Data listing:

begin

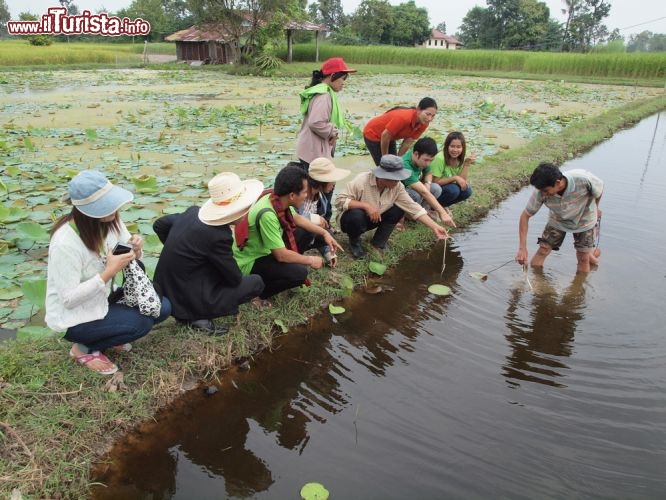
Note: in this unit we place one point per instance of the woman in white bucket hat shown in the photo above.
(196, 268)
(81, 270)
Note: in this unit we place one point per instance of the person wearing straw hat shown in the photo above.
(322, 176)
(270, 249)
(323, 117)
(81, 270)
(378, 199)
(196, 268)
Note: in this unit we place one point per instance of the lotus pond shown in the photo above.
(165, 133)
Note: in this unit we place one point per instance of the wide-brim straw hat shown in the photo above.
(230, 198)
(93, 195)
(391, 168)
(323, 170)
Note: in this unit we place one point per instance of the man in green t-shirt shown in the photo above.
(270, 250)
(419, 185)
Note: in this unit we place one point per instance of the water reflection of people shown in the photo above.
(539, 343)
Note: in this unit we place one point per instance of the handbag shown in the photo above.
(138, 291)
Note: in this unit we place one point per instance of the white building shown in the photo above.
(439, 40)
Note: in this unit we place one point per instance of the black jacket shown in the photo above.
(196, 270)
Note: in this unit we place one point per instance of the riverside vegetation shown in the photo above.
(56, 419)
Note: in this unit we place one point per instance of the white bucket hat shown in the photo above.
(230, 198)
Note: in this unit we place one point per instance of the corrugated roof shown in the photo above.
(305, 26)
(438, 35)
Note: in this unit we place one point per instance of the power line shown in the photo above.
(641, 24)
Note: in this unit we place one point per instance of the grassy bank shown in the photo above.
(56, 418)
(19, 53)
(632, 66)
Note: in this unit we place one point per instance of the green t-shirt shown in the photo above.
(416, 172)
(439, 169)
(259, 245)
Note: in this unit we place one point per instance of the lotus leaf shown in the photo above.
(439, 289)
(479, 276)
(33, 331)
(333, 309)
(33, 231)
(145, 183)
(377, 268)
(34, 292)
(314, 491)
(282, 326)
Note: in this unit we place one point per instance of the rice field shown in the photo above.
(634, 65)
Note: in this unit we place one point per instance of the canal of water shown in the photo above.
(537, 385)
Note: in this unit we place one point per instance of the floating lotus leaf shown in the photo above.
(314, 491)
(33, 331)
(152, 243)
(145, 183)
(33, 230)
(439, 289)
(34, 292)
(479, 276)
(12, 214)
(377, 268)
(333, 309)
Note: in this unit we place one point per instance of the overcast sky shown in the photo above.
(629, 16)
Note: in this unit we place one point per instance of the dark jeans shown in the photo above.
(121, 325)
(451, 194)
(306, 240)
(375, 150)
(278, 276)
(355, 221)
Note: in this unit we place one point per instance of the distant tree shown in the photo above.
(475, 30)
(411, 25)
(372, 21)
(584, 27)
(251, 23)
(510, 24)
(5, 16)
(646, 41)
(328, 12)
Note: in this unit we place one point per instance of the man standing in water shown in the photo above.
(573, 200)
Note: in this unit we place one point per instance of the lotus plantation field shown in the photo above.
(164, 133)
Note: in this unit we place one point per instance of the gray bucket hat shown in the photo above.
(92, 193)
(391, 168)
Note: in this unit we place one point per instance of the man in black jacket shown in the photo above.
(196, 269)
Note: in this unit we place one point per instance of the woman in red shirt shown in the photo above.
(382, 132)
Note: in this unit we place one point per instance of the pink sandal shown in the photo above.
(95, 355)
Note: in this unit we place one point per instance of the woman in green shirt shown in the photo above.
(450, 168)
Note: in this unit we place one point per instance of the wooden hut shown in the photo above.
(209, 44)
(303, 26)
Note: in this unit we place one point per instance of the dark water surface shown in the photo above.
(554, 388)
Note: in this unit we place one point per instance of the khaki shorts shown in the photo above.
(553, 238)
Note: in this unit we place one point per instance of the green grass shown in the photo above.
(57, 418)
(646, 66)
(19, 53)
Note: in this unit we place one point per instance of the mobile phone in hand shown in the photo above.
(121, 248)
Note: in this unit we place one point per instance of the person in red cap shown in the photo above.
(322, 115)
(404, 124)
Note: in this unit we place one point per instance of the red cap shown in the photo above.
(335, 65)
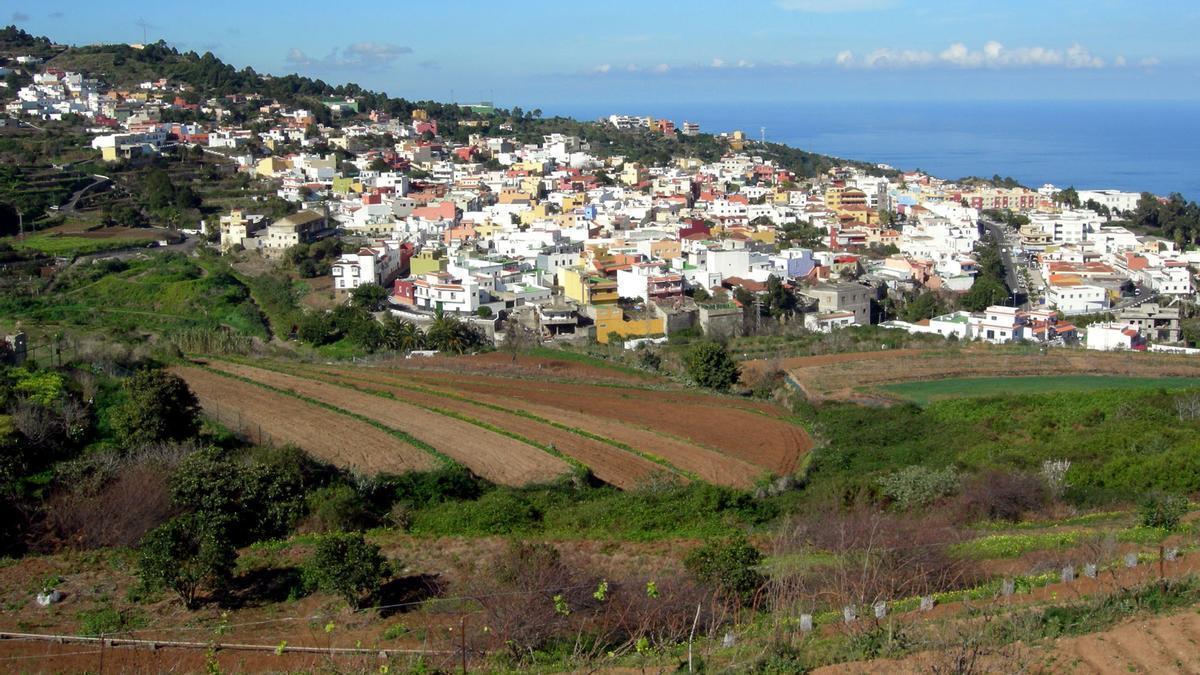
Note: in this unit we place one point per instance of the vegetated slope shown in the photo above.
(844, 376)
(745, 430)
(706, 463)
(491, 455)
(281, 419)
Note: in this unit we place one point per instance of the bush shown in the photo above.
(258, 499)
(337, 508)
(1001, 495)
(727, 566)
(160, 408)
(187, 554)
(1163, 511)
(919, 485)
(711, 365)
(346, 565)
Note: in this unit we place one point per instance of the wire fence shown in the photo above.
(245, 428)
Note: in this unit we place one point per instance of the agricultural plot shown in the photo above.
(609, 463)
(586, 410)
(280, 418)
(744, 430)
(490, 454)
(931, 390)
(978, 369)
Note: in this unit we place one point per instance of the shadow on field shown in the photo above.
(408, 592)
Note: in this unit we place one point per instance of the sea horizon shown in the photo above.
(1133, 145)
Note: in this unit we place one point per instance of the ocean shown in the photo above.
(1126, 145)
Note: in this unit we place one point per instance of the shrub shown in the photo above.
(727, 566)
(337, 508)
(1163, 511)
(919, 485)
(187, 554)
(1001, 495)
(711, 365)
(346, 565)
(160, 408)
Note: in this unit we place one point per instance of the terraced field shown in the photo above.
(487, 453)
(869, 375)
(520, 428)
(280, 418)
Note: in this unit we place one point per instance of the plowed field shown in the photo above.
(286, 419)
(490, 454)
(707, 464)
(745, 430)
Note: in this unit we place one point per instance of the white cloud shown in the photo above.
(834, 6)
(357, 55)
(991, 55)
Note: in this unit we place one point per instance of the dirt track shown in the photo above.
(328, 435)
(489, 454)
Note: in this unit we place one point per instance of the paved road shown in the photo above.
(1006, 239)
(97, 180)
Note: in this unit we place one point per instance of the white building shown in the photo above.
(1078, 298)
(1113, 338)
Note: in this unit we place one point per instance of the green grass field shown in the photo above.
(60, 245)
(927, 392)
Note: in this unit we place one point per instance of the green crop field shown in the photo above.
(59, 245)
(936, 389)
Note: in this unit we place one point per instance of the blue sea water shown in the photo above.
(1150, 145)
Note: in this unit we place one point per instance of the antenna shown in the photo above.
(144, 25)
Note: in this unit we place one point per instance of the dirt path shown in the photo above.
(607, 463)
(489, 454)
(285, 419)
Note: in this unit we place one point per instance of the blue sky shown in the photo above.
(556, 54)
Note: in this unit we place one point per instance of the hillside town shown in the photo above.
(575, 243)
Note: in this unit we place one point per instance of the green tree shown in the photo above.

end
begin

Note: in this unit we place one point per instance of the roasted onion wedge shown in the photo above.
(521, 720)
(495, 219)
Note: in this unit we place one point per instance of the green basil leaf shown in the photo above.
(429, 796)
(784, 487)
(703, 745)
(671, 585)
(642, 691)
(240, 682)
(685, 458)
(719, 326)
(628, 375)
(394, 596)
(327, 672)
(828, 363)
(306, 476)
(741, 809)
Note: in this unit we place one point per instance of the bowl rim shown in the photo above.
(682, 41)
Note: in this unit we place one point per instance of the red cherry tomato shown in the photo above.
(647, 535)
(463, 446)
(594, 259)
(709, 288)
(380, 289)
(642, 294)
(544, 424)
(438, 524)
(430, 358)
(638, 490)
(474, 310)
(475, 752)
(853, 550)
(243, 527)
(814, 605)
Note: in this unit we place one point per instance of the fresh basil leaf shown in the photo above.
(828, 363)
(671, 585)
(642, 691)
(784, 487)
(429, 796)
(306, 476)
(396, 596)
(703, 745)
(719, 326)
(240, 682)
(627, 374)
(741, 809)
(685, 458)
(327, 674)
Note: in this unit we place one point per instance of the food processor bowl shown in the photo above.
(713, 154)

end

> TO DO
Please render the records from the line with "plot shown in the photo above." to the line with "(1126, 145)" as a two-column CSV with the columns text and answer, one row per record. Quote every field, and replace line breaks with spaces.

> ANSWER TO THIS EXERCISE
text,answer
"Note: in this unit we place one point per instance of the agricultural plot shown in the photo above.","(609, 463) (586, 410) (280, 418) (744, 430) (490, 454) (931, 390) (978, 369)"
"Note: in this unit we place one point per instance of the shadow on field shown in the photo above.","(408, 592)"
"Note: in this unit we place one point per instance of the sea horizon shown in the photo above.","(1133, 145)"
"Note: in this unit we place one point per instance of the ocean shown in the photo above.","(1126, 145)"